## Work request
Write the listing below out again word for word, without a single picture.
____________
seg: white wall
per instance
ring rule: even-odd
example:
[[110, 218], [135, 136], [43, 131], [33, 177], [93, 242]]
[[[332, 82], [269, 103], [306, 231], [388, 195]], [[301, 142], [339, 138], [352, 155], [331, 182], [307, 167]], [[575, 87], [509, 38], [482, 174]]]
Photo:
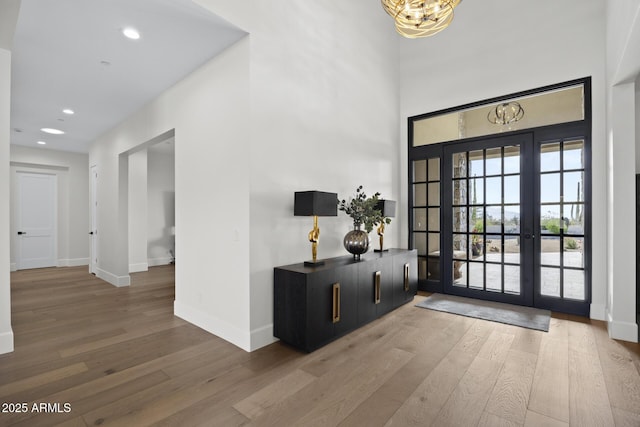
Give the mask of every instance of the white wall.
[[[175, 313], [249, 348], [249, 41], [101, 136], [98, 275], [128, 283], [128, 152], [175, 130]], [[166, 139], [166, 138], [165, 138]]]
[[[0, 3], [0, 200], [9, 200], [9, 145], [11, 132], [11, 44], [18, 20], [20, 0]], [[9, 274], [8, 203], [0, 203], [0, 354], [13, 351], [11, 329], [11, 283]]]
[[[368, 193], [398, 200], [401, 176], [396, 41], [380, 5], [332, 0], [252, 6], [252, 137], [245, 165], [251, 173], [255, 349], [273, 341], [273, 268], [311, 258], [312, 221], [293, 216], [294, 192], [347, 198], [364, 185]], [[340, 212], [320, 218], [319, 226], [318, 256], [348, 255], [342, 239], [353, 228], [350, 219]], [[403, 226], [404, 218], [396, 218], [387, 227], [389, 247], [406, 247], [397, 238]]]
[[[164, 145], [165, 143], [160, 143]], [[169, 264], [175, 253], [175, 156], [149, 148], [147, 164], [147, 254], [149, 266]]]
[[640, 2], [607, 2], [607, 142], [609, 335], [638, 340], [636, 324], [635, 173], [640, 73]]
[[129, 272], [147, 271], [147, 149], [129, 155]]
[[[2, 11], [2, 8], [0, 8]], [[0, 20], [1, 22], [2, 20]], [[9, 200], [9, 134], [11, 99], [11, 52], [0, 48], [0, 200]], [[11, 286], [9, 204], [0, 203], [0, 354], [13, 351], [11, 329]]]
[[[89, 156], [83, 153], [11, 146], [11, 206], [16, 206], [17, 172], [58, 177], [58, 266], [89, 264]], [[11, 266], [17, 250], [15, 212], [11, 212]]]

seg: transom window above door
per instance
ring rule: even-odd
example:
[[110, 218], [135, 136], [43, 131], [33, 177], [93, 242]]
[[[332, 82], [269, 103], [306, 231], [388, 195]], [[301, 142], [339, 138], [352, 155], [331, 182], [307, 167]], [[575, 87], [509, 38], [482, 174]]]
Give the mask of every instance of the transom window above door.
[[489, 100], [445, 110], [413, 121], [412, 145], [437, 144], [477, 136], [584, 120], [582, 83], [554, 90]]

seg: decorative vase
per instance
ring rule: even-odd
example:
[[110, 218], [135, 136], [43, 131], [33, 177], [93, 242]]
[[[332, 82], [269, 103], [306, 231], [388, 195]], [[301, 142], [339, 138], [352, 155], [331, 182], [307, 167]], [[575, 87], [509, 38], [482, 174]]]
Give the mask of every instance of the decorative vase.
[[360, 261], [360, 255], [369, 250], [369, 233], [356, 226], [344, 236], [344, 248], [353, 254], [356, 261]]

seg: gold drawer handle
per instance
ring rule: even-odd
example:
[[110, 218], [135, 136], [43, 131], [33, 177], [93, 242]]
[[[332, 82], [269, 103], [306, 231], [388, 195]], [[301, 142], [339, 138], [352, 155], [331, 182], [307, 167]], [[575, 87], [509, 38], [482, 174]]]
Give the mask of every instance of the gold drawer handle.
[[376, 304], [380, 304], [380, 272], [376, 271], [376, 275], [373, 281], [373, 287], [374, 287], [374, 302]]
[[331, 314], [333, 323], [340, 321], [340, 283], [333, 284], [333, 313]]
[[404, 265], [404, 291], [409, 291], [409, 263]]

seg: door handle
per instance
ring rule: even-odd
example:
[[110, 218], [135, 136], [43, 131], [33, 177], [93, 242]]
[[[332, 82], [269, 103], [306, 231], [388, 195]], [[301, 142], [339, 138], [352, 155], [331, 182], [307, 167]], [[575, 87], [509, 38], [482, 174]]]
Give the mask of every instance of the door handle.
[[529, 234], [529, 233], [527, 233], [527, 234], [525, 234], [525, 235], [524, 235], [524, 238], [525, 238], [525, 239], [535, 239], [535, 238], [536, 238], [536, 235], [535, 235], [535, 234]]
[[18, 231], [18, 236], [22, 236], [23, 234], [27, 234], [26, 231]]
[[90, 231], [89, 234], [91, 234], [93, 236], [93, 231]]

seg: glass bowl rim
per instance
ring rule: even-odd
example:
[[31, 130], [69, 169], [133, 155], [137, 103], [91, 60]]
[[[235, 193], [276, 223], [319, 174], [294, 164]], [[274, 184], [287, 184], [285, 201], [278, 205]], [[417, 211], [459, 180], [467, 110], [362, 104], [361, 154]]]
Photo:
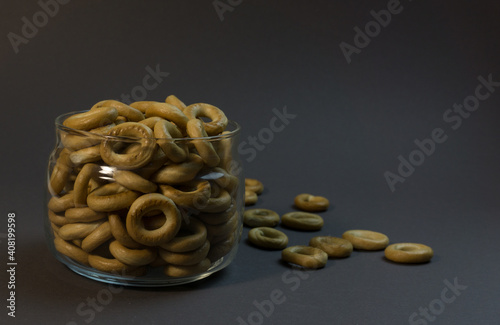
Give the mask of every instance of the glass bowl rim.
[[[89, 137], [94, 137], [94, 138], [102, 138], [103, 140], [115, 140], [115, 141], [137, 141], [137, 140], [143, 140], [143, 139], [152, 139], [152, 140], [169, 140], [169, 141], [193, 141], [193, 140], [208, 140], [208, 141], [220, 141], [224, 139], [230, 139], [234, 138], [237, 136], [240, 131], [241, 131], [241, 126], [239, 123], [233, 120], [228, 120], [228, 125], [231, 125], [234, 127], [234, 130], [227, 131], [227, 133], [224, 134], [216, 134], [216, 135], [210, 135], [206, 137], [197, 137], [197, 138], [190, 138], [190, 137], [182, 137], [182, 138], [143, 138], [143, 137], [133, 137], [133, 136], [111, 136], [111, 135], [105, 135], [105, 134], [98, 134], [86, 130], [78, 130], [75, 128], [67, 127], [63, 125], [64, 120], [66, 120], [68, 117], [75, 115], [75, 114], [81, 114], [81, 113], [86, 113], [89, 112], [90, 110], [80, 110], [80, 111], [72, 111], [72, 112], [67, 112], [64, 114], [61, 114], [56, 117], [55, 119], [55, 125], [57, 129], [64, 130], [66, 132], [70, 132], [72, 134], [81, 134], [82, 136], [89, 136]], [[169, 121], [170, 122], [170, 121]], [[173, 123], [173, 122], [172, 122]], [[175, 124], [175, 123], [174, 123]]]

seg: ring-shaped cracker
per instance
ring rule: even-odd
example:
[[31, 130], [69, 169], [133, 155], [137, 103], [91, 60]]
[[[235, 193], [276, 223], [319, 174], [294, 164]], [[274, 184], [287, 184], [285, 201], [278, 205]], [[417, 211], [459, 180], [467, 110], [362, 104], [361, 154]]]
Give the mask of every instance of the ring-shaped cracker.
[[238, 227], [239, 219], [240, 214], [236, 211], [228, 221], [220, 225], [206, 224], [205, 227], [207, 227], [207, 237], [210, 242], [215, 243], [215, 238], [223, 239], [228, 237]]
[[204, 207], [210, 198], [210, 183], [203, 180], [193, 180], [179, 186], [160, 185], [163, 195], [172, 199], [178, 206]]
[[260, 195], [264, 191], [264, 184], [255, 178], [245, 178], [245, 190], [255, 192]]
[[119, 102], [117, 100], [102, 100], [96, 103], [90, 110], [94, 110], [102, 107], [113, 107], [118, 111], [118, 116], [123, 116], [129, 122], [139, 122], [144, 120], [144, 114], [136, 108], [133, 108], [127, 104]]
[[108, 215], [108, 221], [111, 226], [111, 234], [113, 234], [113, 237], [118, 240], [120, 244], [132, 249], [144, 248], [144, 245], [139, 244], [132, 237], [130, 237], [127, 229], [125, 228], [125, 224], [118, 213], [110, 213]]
____________
## The answer
seg: white wall
per instance
ring rule: even-odd
example:
[[110, 218], [135, 136], [43, 131], [33, 177], [93, 242]]
[[[332, 82], [269, 103], [306, 231], [388, 195]], [[301, 142], [339, 138], [352, 155], [331, 182], [307, 167]], [[575, 87], [509, 38], [482, 174]]]
Photo:
Give the mask of every instance of the white wall.
[[[175, 313], [249, 348], [249, 41], [101, 136], [98, 275], [128, 283], [128, 152], [175, 130]], [[166, 139], [166, 138], [165, 138]]]
[[[0, 3], [0, 200], [9, 200], [9, 145], [11, 132], [11, 44], [18, 20], [20, 0]], [[9, 274], [8, 203], [0, 203], [0, 354], [13, 351], [11, 329], [11, 283]]]
[[[368, 193], [398, 200], [401, 176], [396, 41], [380, 5], [332, 0], [252, 6], [252, 137], [245, 165], [251, 173], [255, 349], [273, 341], [273, 268], [311, 258], [312, 221], [293, 216], [294, 192], [347, 198], [364, 185]], [[340, 212], [320, 218], [319, 226], [318, 256], [348, 255], [342, 239], [353, 228], [350, 219]], [[403, 226], [404, 218], [396, 218], [387, 227], [389, 247], [406, 247], [397, 238]]]
[[[164, 145], [165, 143], [160, 143]], [[169, 264], [175, 253], [175, 156], [149, 148], [147, 164], [147, 254], [149, 266]]]
[[640, 2], [607, 2], [607, 142], [609, 335], [638, 340], [636, 324], [635, 173], [640, 73]]
[[129, 272], [147, 271], [147, 149], [129, 155]]
[[[2, 11], [2, 8], [0, 8]], [[0, 20], [1, 22], [2, 20]], [[9, 200], [9, 134], [11, 99], [11, 52], [0, 48], [0, 200]], [[11, 286], [9, 204], [0, 203], [0, 354], [13, 351], [11, 329]]]
[[[89, 156], [83, 153], [11, 146], [11, 206], [16, 206], [17, 172], [58, 177], [58, 266], [89, 264]], [[11, 266], [17, 250], [15, 212], [11, 212]]]

seg: transom window above door
per instance
ring rule: even-odd
example:
[[110, 218], [135, 136], [43, 131], [33, 177], [93, 242]]
[[[332, 82], [269, 103], [306, 231], [388, 195]], [[301, 142], [339, 138], [352, 155], [331, 182], [307, 167]], [[575, 87], [509, 38], [482, 174]]]
Give the mask of every instance of the transom window above door.
[[489, 100], [445, 110], [413, 121], [412, 145], [437, 144], [477, 136], [584, 120], [582, 83], [554, 90]]

seg: decorative vase
per instance
ring rule: even-odd
example:
[[110, 218], [135, 136], [43, 131], [33, 177], [93, 242]]
[[[332, 82], [269, 103], [306, 231], [388, 195]], [[301, 142], [339, 138], [352, 155], [331, 182], [307, 167]], [[575, 87], [509, 38], [482, 174]]]
Give the mask of every instance of the decorative vase.
[[360, 261], [360, 255], [369, 250], [369, 233], [356, 226], [344, 236], [344, 248], [353, 254], [356, 261]]

seg: gold drawer handle
per instance
ring rule: even-odd
example:
[[110, 218], [135, 136], [43, 131], [33, 177], [93, 242]]
[[[332, 82], [269, 103], [306, 231], [388, 195]], [[301, 142], [339, 138], [352, 155], [331, 182], [307, 167]], [[575, 87], [509, 38], [482, 174]]]
Give the mask of every instance of the gold drawer handle.
[[376, 304], [380, 304], [380, 272], [376, 271], [376, 275], [373, 281], [373, 287], [374, 287], [374, 302]]
[[331, 314], [333, 323], [340, 321], [340, 283], [333, 284], [333, 313]]
[[404, 265], [404, 291], [409, 291], [409, 263]]

seg: door handle
per instance
ring rule: even-odd
example:
[[110, 218], [135, 136], [43, 131], [33, 177], [93, 242]]
[[[332, 82], [269, 103], [306, 231], [388, 195]], [[301, 142], [339, 138], [352, 155], [331, 182], [307, 167]], [[575, 87], [509, 38], [482, 174]]]
Give the mask of every instance of the door handle.
[[529, 234], [529, 233], [527, 233], [527, 234], [525, 234], [525, 235], [524, 235], [524, 238], [525, 238], [525, 239], [535, 239], [535, 238], [536, 238], [536, 235], [535, 235], [535, 234]]
[[18, 231], [18, 236], [22, 236], [23, 234], [27, 234], [26, 231]]
[[90, 231], [89, 234], [91, 234], [93, 236], [93, 231]]

seg: glass bowl rim
per instance
ring rule: even-odd
example:
[[31, 130], [69, 169], [133, 155], [137, 103], [91, 60]]
[[[235, 193], [276, 223], [319, 174], [294, 164]], [[274, 184], [287, 184], [285, 201], [278, 205]], [[417, 211], [459, 180], [467, 110], [362, 104], [361, 154]]]
Photo:
Give the mask of every instance of the glass bowl rim.
[[[89, 137], [94, 137], [94, 138], [102, 138], [103, 140], [115, 140], [115, 141], [137, 141], [137, 140], [143, 140], [143, 139], [152, 139], [152, 140], [169, 140], [169, 141], [193, 141], [193, 140], [208, 140], [208, 141], [220, 141], [224, 139], [230, 139], [234, 138], [237, 136], [240, 131], [241, 131], [241, 126], [239, 123], [233, 120], [228, 120], [228, 125], [231, 125], [234, 127], [234, 130], [227, 131], [227, 133], [224, 134], [216, 134], [216, 135], [210, 135], [206, 137], [197, 137], [197, 138], [190, 138], [190, 137], [182, 137], [182, 138], [143, 138], [143, 137], [133, 137], [133, 136], [111, 136], [111, 135], [105, 135], [105, 134], [98, 134], [86, 130], [78, 130], [75, 128], [67, 127], [63, 125], [64, 120], [66, 120], [68, 117], [75, 115], [75, 114], [81, 114], [81, 113], [86, 113], [89, 112], [90, 110], [80, 110], [80, 111], [72, 111], [72, 112], [67, 112], [64, 114], [61, 114], [56, 117], [55, 119], [55, 125], [57, 129], [64, 130], [66, 132], [70, 132], [72, 134], [81, 134], [82, 136], [89, 136]], [[169, 121], [170, 122], [170, 121]], [[173, 123], [173, 122], [172, 122]], [[175, 124], [175, 123], [174, 123]]]

seg: ring-shaped cracker
per instance
ring rule: even-odd
example:
[[31, 130], [69, 169], [133, 155], [137, 103], [91, 60]]
[[[235, 193], [276, 223], [319, 174], [294, 164]], [[274, 184], [287, 184], [285, 201], [278, 205]], [[417, 211], [459, 180], [467, 110], [362, 104], [361, 154]]]
Give the mask of every instance of the ring-shaped cracker.
[[238, 227], [239, 219], [240, 214], [236, 211], [228, 221], [220, 225], [206, 224], [205, 227], [207, 227], [207, 237], [210, 242], [215, 243], [215, 238], [223, 239], [228, 237]]
[[204, 207], [210, 198], [210, 183], [203, 180], [193, 180], [179, 186], [160, 185], [163, 195], [172, 199], [178, 206]]
[[260, 195], [264, 191], [264, 184], [255, 178], [245, 178], [245, 190], [255, 192]]
[[119, 102], [117, 100], [102, 100], [96, 103], [90, 110], [94, 110], [102, 107], [113, 107], [118, 111], [118, 116], [123, 116], [129, 122], [139, 122], [144, 120], [144, 114], [136, 108], [133, 108], [127, 104]]
[[108, 215], [108, 221], [111, 226], [111, 234], [113, 234], [113, 237], [118, 240], [120, 244], [132, 249], [144, 248], [144, 245], [139, 244], [132, 237], [130, 237], [127, 229], [125, 228], [125, 224], [118, 213], [110, 213]]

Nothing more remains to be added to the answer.